* _ПРЕДЛОЖЕННЫЙ ТЕКСТ_:
<<<<
После этого Фукс рассказал, что в Харуэлле его приняли доброжелательно, что он теперь в курсе всех работ по созданию английского «бейби».[145]
Юджин в свою очередь проинструктировал его, как надо проверяться, чтобы выяснить, не ведется ли за ним слежка, а затем назначил ему следующую встречу. Фукс в ответ передал разведчику довольно увесистый пакет с материалами о промышленном объекте в Уиндскейле по производству плутония и о математической базе так называемого «уравнения состояния», а затем в устной форме сообщил о том, что Эдвард Теллер приступил к разработке водородной бомбы. Ценность этой информации заключалась в том, что она подтолкнула советское правительство к принятию решения о создании отечественного супероружия.
При обсуждении вопроса о конструкции отечественной ядерной бомбы Курчатов пытался убедить шефа атомной программы в том, что необходимо принять разрабатываемый академиком Харитоном проект собственной конструкции, но Берия упорно не соглашался.
— Пока Харитон будет дорабатывать свой проект, — возмутился Берия, — американцы снесут нас с лица земли. А потом зачем изобретать велосипед? Вы получили данные разведки по конструкции испытанной в Нагасаки бомбы?
— Да, получили, — коротко ответил Курчатов.
— Так в чем же дело? Есть чертеж, есть подробные описания к нему, и даже автор указан. Если не ошибаюсь, им является Персей. Проверенный, надежный источник из числа американских ученых…
— Дело в том, Лаврентий Павлович, что наша конструкция выгодно отличается от американской.
Она будет меньшей по размерам и, что очень важно, несколько большей по мощности.
— Да ради Бога, пусть Харитон готовит ее для изготовления второй бомбы. А сейчас мы должны использовать то, что уже опробировано в Аламогордо и в Нагасаки. Я имею в виду плутониевый вариант. В Хиросиме-то, как мне объясняли, была сброшена урановая бомба. Так ведь?
— Да, так.
— Тогда давайте не будем рисковать и испытывать свою судьбу. Тем более что товарищ Сталин не раз уже подчеркивал: до конца года мы обязаны провести испытания отечественного ядерного оружия. Чем вызвана спешка, вы прекрасно знаете. Монополия Соединенных Штатов на атомную бомбу создает с каждым днем реальную угрозу новой войны. Так что давайте-ка, Игорь Васильевич, заряжайте американскую конструкцию советским плутонием. Фактор времени для нас сейчас важнее всего.
Курчатов понимал: в случае неудачного испытания первой ядерной бомбы над атомной физикой может нависнуть угроза ее полного разгрома. Такое уже было: несколько раньше некоторые ученые-невежды уже предпринимали попытки разгромить квантовую механику и теорию относительности, как якобы наиболее отравленные ядом идеализма.
— Вам, товарищ Курчатов, надо бы сделать то же самое, что сделал в биологии Лысенко со своими «вейсманистами-морганистами», — поучал его резким тоном Берия.
Курчатов, как человек, преданный науке, решил все же побороться за атомную физику. Он начал популярно объяснять наркому, что все физические процессы в атомной бомбе происходят именно по законам квантовой механики.
— И все же я прошу вас, Игорь Васильевич, разгромите и вы своих идеалистов, — настаивал Берия.
>>>>
* _ПИСЬМЕННОЕ ЗАДАНИЕ A_:
Покажите каждую строку листинга, в которой встречается слово «rover».

* _ПРЕДОСТАВЛЕННЫЕ МАТЕРИАЛЫ_:
<<<<
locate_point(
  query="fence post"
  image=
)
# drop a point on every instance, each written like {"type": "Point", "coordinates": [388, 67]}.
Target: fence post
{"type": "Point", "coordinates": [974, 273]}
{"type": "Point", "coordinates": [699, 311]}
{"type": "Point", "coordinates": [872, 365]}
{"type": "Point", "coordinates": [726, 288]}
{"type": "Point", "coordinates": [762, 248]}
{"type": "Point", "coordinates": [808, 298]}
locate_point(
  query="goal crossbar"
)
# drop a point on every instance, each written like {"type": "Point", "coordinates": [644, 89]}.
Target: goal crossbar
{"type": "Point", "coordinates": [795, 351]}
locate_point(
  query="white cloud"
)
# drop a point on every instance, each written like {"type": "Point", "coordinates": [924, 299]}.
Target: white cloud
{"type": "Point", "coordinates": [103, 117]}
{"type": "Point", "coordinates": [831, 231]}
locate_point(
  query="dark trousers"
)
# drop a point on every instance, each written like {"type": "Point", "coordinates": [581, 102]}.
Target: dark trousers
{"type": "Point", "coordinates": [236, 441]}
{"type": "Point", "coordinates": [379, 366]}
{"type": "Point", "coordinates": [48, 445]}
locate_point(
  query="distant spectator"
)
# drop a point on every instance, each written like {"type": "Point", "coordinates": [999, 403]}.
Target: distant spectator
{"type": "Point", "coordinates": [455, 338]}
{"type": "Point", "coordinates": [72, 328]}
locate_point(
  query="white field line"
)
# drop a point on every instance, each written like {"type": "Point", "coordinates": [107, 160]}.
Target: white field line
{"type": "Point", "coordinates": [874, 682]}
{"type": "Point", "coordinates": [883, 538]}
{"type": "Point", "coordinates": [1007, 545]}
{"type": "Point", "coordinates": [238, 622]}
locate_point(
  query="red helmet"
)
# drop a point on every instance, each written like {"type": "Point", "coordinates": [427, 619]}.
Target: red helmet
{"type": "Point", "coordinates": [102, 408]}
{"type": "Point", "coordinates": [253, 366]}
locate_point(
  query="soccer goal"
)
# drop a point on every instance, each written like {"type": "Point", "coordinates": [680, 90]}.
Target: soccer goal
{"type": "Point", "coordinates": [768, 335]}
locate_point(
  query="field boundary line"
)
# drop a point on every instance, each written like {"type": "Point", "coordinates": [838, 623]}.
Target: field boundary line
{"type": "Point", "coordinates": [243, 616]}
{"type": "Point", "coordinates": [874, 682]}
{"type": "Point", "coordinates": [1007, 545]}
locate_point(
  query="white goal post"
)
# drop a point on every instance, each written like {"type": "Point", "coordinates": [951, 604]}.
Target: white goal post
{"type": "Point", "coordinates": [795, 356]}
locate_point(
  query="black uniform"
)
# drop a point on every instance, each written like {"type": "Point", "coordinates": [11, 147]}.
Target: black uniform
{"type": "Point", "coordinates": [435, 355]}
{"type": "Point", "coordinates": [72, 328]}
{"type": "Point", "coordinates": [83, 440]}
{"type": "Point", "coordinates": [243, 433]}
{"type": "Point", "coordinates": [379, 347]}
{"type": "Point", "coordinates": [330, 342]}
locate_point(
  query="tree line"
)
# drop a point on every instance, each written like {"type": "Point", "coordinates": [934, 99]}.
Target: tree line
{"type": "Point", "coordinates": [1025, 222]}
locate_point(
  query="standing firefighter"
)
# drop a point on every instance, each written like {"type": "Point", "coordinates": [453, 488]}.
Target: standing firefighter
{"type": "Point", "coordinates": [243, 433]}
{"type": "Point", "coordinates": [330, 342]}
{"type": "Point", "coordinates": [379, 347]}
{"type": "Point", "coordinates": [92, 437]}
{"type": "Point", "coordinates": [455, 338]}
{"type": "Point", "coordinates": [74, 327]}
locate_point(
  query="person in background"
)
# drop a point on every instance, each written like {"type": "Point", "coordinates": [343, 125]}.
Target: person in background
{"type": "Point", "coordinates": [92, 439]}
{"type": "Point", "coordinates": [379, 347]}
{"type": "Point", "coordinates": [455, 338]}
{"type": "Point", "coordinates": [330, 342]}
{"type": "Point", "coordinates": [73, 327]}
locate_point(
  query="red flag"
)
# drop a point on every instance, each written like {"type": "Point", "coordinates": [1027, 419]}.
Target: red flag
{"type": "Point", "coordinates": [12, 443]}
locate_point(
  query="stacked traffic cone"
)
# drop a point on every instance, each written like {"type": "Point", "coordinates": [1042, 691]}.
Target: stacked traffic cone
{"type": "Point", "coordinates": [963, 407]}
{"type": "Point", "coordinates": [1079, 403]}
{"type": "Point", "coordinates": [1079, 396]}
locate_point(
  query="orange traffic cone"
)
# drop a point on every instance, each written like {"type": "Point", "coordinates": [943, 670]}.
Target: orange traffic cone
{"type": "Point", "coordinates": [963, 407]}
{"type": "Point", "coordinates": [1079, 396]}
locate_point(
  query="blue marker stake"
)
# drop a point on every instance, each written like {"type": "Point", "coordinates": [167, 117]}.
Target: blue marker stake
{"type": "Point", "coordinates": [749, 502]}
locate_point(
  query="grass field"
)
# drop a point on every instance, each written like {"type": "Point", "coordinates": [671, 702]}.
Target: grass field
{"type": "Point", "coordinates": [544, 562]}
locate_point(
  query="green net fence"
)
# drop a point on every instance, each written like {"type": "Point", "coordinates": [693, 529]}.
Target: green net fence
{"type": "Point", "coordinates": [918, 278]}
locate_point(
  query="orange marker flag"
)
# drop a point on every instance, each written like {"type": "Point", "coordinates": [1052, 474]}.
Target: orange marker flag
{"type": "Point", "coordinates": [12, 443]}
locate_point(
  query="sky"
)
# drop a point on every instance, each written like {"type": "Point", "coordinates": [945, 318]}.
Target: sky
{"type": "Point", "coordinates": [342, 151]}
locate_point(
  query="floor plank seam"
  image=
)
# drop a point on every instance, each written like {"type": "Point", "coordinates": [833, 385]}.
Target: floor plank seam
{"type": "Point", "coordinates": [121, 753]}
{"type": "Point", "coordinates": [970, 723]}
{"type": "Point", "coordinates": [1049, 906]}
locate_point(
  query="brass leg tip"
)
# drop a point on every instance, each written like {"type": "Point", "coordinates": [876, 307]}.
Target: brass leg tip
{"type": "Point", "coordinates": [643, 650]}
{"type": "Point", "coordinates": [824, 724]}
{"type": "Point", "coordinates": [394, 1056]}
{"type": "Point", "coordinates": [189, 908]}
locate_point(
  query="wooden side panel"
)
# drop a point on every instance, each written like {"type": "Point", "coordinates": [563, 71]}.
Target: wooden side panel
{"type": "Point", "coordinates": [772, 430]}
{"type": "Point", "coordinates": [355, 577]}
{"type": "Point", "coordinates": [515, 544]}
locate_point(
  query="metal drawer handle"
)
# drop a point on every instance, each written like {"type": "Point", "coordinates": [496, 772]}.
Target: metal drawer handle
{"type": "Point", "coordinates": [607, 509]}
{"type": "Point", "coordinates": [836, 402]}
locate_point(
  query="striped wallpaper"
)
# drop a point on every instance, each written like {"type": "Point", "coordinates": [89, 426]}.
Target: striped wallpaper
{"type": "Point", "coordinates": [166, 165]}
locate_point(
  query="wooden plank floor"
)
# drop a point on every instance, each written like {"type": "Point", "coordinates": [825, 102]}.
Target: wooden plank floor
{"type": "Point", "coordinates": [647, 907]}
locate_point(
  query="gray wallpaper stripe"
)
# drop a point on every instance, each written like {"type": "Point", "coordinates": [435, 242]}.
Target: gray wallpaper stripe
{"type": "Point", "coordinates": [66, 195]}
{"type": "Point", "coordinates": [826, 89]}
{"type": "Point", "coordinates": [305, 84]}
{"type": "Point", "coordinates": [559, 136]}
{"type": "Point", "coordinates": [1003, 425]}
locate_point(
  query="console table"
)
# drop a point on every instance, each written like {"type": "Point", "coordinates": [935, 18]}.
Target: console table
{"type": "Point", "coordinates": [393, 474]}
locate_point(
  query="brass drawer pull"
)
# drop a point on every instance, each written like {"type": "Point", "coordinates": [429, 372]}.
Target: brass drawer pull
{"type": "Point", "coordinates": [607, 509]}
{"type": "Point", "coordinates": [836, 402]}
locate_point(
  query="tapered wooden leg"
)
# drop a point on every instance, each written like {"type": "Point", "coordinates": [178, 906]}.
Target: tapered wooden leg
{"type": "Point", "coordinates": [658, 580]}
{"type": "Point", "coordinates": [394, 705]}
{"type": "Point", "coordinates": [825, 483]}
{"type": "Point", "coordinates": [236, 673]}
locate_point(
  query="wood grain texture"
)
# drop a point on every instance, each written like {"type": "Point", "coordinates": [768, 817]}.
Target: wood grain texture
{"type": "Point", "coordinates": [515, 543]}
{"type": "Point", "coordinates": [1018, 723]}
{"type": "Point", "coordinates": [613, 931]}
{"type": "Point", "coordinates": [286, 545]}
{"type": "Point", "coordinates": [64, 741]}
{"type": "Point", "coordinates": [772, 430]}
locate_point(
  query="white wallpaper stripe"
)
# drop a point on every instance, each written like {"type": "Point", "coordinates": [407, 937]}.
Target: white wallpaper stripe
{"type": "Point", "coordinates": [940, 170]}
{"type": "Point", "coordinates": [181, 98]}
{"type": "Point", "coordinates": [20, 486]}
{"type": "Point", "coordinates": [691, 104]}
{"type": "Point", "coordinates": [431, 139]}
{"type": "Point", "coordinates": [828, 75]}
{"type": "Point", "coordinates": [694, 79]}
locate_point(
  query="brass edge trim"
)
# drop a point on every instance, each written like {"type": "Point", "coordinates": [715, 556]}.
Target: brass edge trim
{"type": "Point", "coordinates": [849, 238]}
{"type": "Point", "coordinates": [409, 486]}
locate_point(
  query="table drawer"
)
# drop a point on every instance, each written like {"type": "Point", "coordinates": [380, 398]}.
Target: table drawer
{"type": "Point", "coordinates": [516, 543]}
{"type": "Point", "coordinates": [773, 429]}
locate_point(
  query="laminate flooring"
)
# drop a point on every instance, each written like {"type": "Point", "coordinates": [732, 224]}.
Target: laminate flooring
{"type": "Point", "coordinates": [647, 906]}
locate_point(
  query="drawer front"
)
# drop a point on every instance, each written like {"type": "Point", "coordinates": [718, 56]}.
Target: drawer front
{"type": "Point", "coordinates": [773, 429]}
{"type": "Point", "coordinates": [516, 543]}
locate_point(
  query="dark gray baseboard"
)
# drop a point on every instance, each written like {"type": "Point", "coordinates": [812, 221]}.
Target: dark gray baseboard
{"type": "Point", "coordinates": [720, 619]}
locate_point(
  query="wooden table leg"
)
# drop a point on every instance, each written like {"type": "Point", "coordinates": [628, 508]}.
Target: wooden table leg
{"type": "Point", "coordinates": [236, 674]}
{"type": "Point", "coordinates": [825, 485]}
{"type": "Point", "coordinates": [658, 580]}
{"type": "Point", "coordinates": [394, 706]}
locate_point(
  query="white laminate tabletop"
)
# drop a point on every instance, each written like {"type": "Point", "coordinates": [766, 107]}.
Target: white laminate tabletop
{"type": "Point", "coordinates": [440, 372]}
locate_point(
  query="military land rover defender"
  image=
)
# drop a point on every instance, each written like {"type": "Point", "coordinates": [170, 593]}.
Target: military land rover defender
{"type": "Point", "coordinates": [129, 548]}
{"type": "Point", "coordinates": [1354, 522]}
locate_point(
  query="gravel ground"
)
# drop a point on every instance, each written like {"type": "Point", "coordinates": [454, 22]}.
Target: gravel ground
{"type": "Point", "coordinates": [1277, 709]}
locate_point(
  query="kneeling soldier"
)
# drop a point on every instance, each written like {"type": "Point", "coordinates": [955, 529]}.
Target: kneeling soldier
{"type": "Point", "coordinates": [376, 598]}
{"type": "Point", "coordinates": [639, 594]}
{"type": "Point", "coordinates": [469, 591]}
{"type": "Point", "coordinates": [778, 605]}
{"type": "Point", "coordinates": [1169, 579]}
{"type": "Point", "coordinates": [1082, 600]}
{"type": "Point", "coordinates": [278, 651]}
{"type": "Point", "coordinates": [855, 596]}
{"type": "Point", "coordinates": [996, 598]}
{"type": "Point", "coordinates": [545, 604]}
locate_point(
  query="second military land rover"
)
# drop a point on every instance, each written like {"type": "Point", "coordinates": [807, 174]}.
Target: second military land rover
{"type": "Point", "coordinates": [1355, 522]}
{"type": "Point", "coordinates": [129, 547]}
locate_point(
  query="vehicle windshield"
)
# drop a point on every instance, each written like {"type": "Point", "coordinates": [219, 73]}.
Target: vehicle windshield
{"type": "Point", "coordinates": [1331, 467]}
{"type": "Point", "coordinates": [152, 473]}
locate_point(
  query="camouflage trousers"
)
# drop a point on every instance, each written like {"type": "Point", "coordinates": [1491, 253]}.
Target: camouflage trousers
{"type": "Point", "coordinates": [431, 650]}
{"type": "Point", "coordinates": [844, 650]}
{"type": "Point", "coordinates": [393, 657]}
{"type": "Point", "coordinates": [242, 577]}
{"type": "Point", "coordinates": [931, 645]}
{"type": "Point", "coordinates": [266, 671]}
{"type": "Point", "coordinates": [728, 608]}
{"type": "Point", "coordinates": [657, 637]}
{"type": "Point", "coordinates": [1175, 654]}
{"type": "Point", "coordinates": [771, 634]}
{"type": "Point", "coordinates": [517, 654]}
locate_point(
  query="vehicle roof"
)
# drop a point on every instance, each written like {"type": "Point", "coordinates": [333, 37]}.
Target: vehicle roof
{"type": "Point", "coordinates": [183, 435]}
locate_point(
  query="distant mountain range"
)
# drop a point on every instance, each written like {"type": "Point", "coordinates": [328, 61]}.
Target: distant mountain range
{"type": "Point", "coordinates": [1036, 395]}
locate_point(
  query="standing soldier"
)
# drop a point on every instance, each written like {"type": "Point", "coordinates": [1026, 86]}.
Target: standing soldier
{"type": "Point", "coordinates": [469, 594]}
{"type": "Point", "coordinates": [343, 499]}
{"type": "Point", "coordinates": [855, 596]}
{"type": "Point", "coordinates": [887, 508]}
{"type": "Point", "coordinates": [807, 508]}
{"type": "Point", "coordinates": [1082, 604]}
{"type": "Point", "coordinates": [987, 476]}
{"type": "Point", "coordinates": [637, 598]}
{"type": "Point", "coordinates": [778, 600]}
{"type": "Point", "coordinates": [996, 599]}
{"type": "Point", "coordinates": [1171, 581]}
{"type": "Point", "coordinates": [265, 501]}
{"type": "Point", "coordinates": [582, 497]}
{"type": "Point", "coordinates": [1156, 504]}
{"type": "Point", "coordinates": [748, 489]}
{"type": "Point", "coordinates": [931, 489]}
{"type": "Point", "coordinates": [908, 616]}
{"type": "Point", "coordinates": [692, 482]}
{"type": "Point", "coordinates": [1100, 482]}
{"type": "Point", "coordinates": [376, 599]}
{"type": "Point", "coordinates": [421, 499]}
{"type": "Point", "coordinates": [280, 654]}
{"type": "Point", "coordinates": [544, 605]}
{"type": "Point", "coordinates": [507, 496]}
>>>>
* _ПИСЬМЕННОЕ ЗАДАНИЕ B_:
Переведите на английский язык предложение из предложенного текста: «Курчатов, как человек, преданный науке, решил все же побороться за атомную физику».

* _ПОЛНЫЙ ОТВЕТ A_:
  query="military land rover defender"
Target: military land rover defender
  query="second military land rover"
Target: second military land rover

* _ПОЛНЫЙ ОТВЕТ B_:
As a man devoted to science, Kurchatov nevertheless decided to fight for atomic physics.